# DOCUMENT EXCERPT
The Princeton University Alumni Club of Nashville has awarded the 2023 Princeton Prize in Race Relations to Kemi Tela, who graduated from Father Ryan High School on Saturday, May 13.
Tela was honored for her work in fostering positive race relations throughout her community. She is one of the leaders of the school’s Multi-Cultural Student Union. Tela received a $1,000 award and participated in a Princeton Prize national symposium at the university with the other 27 Prize winners from across the country.
The award was presented April 20 in the Civil Rights Room of the Downtown Public Library with more than 50 area Princeton alumni, parents, and friends assembled. In addition to Tela, two USN seniors, Ximena Segoviano and Gabby White, were honored as Certificate winners for their work at USN. All three students then participated in a panel discussion, covering their work, their influences, and their college plans.

# DATASET EXTRACT
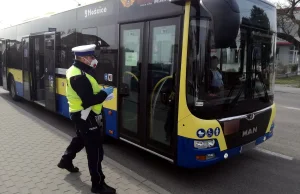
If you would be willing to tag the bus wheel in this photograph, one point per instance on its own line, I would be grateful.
(12, 89)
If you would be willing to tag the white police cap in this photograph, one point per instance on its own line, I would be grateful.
(84, 50)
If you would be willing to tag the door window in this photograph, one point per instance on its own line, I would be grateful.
(130, 75)
(160, 80)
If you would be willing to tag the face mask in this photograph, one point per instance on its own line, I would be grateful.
(93, 63)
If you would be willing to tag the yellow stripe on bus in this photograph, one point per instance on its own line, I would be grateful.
(61, 84)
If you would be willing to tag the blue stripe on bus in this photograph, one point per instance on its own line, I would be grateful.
(19, 89)
(186, 155)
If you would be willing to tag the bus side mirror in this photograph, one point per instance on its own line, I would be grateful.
(225, 20)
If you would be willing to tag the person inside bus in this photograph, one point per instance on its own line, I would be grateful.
(216, 78)
(85, 99)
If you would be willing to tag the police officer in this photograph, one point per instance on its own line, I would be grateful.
(85, 97)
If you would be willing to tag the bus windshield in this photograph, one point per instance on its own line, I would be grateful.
(225, 82)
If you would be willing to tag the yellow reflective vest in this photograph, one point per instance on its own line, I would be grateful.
(74, 101)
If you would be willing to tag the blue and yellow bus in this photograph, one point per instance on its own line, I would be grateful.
(193, 79)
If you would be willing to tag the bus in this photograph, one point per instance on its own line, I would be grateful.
(193, 79)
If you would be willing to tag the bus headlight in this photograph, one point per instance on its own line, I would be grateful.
(203, 144)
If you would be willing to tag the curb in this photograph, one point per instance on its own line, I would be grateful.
(112, 162)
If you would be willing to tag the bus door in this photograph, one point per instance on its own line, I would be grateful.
(1, 62)
(149, 58)
(50, 45)
(26, 68)
(4, 63)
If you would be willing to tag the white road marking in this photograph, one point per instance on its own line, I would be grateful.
(274, 154)
(289, 107)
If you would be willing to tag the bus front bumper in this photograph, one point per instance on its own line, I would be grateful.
(190, 157)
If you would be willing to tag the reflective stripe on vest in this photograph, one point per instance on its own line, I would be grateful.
(74, 101)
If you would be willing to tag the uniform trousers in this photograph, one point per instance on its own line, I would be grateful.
(89, 135)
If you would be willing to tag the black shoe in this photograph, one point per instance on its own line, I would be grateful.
(68, 166)
(103, 189)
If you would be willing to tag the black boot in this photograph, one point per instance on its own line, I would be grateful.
(68, 166)
(102, 189)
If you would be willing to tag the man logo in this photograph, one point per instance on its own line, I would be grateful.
(249, 131)
(127, 3)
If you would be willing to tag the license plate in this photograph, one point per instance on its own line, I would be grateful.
(248, 146)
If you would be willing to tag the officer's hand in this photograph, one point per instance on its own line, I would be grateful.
(108, 90)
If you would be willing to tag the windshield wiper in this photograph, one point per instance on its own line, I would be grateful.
(264, 86)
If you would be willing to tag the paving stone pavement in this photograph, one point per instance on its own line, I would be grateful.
(30, 150)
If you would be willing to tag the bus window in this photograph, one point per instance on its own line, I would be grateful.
(131, 54)
(68, 41)
(162, 64)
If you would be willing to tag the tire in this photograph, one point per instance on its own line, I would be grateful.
(12, 89)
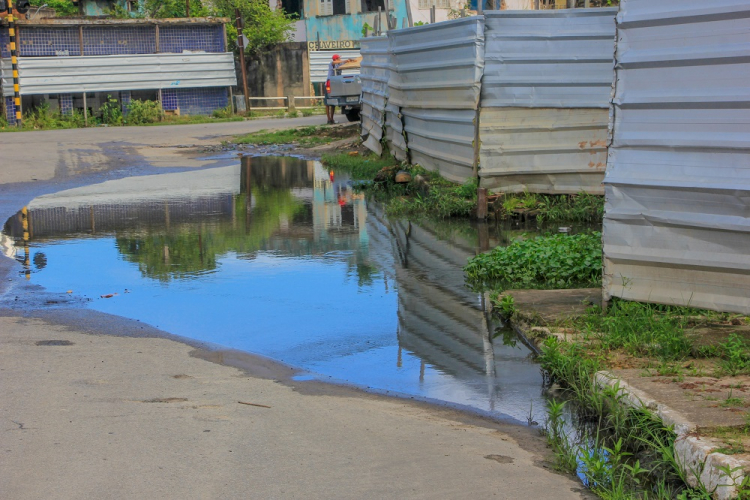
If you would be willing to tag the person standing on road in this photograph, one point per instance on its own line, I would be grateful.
(333, 70)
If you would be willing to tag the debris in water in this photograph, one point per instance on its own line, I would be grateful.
(253, 404)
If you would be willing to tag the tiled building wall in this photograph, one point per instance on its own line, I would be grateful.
(48, 41)
(202, 101)
(66, 104)
(105, 40)
(10, 110)
(4, 43)
(208, 38)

# SHORT TASK 1
Translate this sentence from the Princeton Prize article into Spanish: "She is one of the leaders of the school’s Multi-Cultural Student Union."
# SHORT TASK 2
Output the passage of the Princeton Prize article from "The award was" up to and including "their college plans.", copied character for character.

# COMPLETE ANSWER 1
Es una de las líderes de la Unión Estudiantil Multicultural de la escuela.

# COMPLETE ANSWER 2
The award was presented April 20 in the Civil Rights Room of the Downtown Public Library with more than 50 area Princeton alumni, parents, and friends assembled. In addition to Tela, two USN seniors, Ximena Segoviano and Gabby White, were honored as Certificate winners for their work at USN. All three students then participated in a panel discussion, covering their work, their influences, and their college plans.